_Short exercise_
Reproduce the entire listing below word for word, leaving out the pictures.

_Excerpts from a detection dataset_
**********

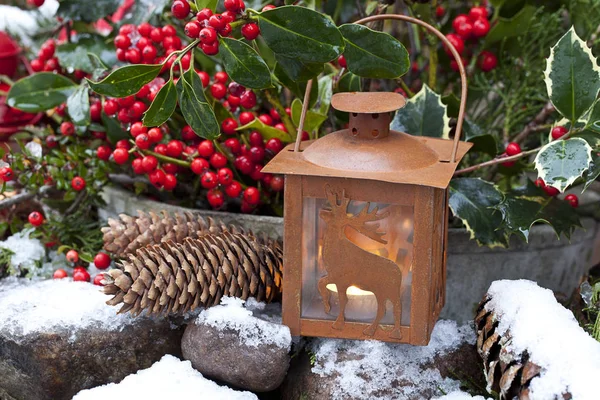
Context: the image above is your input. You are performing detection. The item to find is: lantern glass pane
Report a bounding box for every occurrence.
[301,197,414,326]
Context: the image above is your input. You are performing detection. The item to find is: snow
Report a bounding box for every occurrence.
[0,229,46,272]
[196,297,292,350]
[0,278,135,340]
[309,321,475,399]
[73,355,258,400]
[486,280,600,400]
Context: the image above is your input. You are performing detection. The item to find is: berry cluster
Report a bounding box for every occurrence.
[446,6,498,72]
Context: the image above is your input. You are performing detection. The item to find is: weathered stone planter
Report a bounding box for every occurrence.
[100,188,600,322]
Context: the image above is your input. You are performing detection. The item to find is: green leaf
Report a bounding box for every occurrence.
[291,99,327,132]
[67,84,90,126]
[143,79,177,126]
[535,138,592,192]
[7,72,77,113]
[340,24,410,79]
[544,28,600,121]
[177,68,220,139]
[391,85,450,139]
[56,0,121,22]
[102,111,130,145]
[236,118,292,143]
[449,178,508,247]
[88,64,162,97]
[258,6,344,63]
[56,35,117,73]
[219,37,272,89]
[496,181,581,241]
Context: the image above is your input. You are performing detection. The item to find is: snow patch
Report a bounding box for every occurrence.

**********

_Answer below_
Context: the image above is your input. You are performing detection. The item to find is: lantern glass pane
Report a bounding box for every occurrence.
[301,197,414,326]
Context: the image above is your input. You are performing detection. The item to find is: snow
Report a bounding box for every occurrence.
[0,229,46,272]
[196,297,292,350]
[0,278,135,340]
[309,321,475,399]
[73,355,258,400]
[486,280,600,400]
Context: the image above is your input. You are performing detection. The item to find is: berry cluster
Report a bounding box for every occurrence.
[446,6,498,72]
Context: the image above is your input. You are performing detection. The item to find is: weathered stone planter
Report a bounding box for every occurrence.
[100,188,600,322]
Context: the image above is your input. You are performing detection. The item to find is: green leaf
Report a bounding box for every occurrence.
[291,99,327,132]
[67,84,90,126]
[143,79,177,126]
[535,138,592,192]
[7,72,77,113]
[340,24,410,79]
[544,28,600,121]
[177,68,220,139]
[391,85,450,139]
[56,0,121,22]
[102,111,130,145]
[236,118,292,143]
[449,178,508,247]
[88,64,162,97]
[258,6,344,63]
[56,35,117,73]
[219,37,272,89]
[496,181,581,241]
Context: the image above is your input. You are performing detection. The item to find is: snow patch
Report a bounding box for every occurrence.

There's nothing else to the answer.